Firstly, we will import the numpy library as well as initialize the embedding dimension and the input sequence: “The singer, after performing at a concert for three hours straight was really tired”.

#MSSQLTips.com (Python)
#Importing numpy
import numpy as np
#1. Define d_k (dimension of the vectors)
d_k = 4
# 2. Input Sentence (Tokenized form)
tokens = ["The", "singer", ",", "after", "performing", "at", "a", "concert", "for", "three", "hours", "straight", ",", "was", "really", "tired"]

We will take a random initialization of the Query vector, focusing on the last word “tired”. This vector will ask: “what is the reason behind being tired?”. Similarly, the Key vectors pertaining to the word “tired” will represent the person/subjects involved:

#MSSQLTips.com (Python)
 
Q_tired = np.array([5.0, 1.0, 0.5, 0.0])
K_singer = np.array([4.8, 1.2, 0.4, 0.1]) # High match to Q
K_concert = np.array([2.0, 0.0, 0.0, 0.0]) # Medium match (relevant event)
K_hours = np.array([1.5, 0.8, 0.1, 0.0]) # Medium match (relevant duration)
K_irrelevant = np.array([0.1, 0.1, 0.1, 0.1]) # Low match (e.g., "The")
# Combine all keys into a matrix (K_matrix)
K_matrix = np.stack([K_singer, K_concert, K_hours, K_irrelevant])

For simplicity, we will calculate attention scored against these four key vectors.

The value matrix will contain the content that will be summed up after computing the attention scores between Q and K and is initialised like so:

#MSSQLTips.com (Python)
 
V_singer = np.array([9.0, 1.0, 0.0, 0.0])
V_concert = np.array([0.0, 0.5, 1.0, 0.0])
V_hours = np.array([0.0, 0.1, 0.5, 1.0])
V_irrelevant = np.array([0.1, 0.0, 0.0, 0.0])
V_matrix = np.stack([V_singer, V_concert, V_hours, V_irrelevant])

Now, we will calculate the alignment scores:

#MSSQLTips.com (Python)
 
scores = np.dot(Q_tired, K_matrix.T)
print("--- Alignment Scores (Q · K) ---")
print(f"Scores: {scores}")

The output of this code block will be:

This attention score will be scaled as shown below:

#MSSQLTips.com (Python)
 
scale_factor = np.sqrt(d_k)
scaled_scores = scores / scale_factor
print("\n--- Scaled Scores ---")
print(f"Scaled Scores: {scaled_scores}")

The output of this code will be:

After applying softmax to these scores, we will get the following result:

#MSSQLTips.com (Python)
 
def softmax(x):
    e_x = np.exp(x - np.max(x)) # Subtract max for numerical stability
    return e_x / e_x.sum(axis=0)
 
attention_weights = softmax(scaled_scores)
print("\n--- Attention Weights (SoftMax) ---")
print(f"Weights: {attention_weights}")

__Supplied data__

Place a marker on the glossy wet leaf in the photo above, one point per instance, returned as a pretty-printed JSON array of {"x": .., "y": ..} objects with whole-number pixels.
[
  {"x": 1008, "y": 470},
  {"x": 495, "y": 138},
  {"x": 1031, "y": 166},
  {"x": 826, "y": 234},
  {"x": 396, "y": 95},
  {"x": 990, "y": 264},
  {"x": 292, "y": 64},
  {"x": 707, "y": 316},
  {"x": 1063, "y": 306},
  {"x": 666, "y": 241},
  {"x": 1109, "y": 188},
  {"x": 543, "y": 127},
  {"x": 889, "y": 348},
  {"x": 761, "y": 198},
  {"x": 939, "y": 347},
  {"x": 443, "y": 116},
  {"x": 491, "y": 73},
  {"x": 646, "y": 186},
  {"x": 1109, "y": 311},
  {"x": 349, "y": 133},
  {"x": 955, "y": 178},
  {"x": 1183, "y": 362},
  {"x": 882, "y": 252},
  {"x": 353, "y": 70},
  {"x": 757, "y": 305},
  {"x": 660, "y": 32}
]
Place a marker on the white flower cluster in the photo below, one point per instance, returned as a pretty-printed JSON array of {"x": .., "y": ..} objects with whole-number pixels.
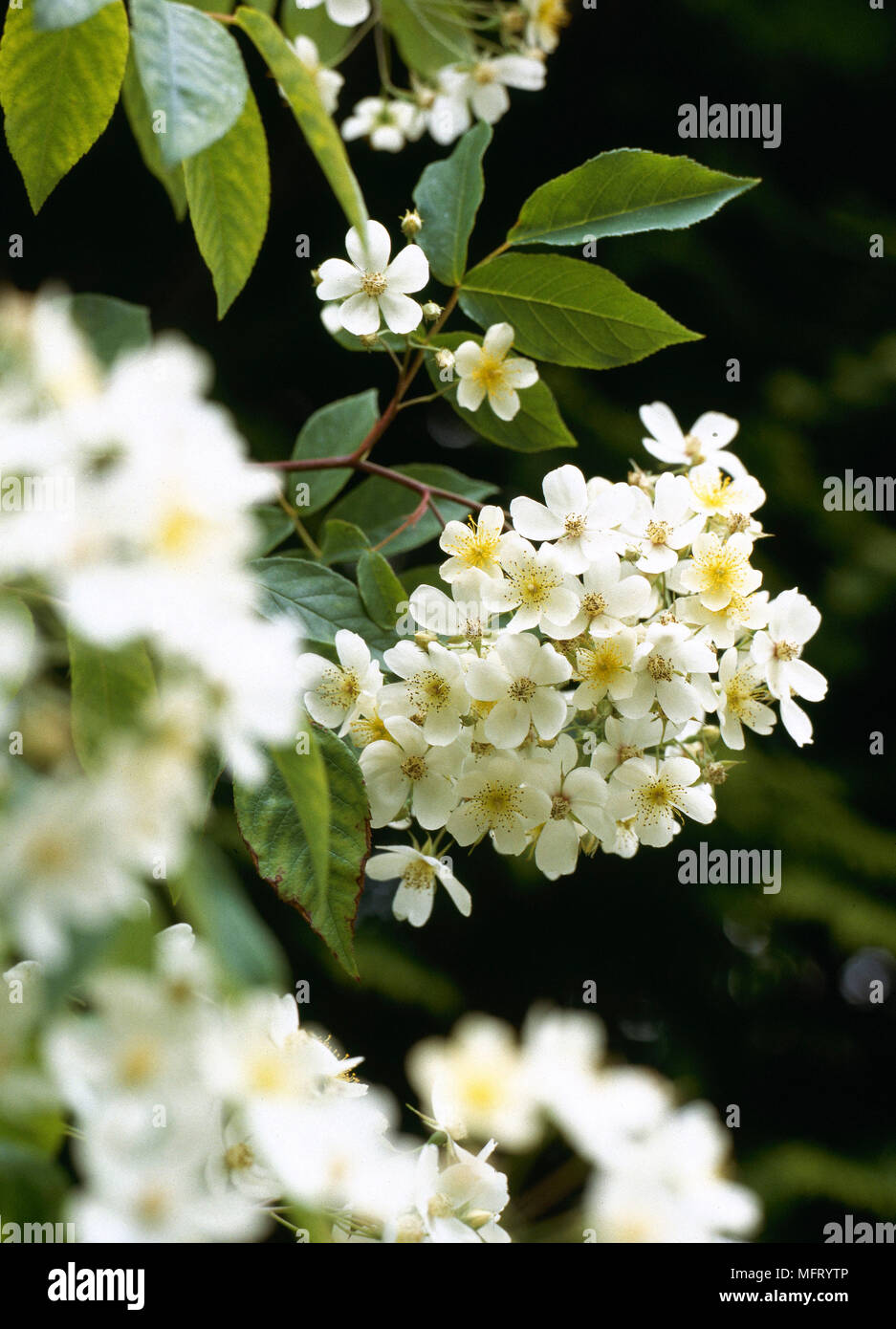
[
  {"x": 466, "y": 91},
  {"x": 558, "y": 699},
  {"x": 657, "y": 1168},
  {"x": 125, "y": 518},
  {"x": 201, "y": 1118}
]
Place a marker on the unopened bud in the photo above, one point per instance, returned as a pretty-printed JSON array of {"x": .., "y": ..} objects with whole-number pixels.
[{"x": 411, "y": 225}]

* * *

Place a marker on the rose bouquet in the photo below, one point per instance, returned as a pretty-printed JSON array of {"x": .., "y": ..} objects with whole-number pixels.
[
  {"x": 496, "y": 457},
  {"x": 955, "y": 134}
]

__Description of the task__
Pick up the numpy walkthrough of attention scores for the word "tired" right after its softmax code and carry it forward.

__Reply__
From the vector above, we see that “Singer” gets ~99.95% of the attention, correctly linking “tired” to the subject.

Finally, we will compute the output vector for the word “tired”:

#MSSQLTips.com (Python) 
 
Z_tired = np.dot(attention_weights, V_matrix)
 
print("\n--- Final Attention Output Vector (Z) ---")
print(f"Output Vector (Z): {Z_tired}")

From the result above, we can conclude that the word “tired” receives 99.93% of its context from the word “singer”.

Conclusion

To summarize, we have seen how the attention mechanism has become the fundamental backbone of modern deep learning application. We started off by looking at why the attention is great at what it does, and the essential components that constitute it, namely the query, key and value vectors. Here, we saw how they are used in scaled dot-product attention to generate attention scores, integral for deducing contextual relationships between words in a sequence. After this we saw the various types of attention used in the encoder and decoder stacks and covered its code implementation to give a hands-on experience. Congrats! Now you know what’s needed to understand one of the major parts of the Transformer.

Next Steps

For more curious readers, they should try implementing a harder example having a longer sentence as an input to the attention mechanism and setting a larger embedding dimension for the vectors to see how powerful the attention mechanism is.
Instead of a language translation task, one could try text summarization as well to see the attention mechanism work in a different capacity.
To checkout more AI related tips.

Harris Amjad

Harris Amjad currently works as a Software Engineer at Strategic Systems International. He is Microsoft Certified Data Analyst and Microsoft Certified Trainer. A rigorous, task-driven Data Enthusiast with substantial experience in Data Science, Data Analysis, and Data Engineering.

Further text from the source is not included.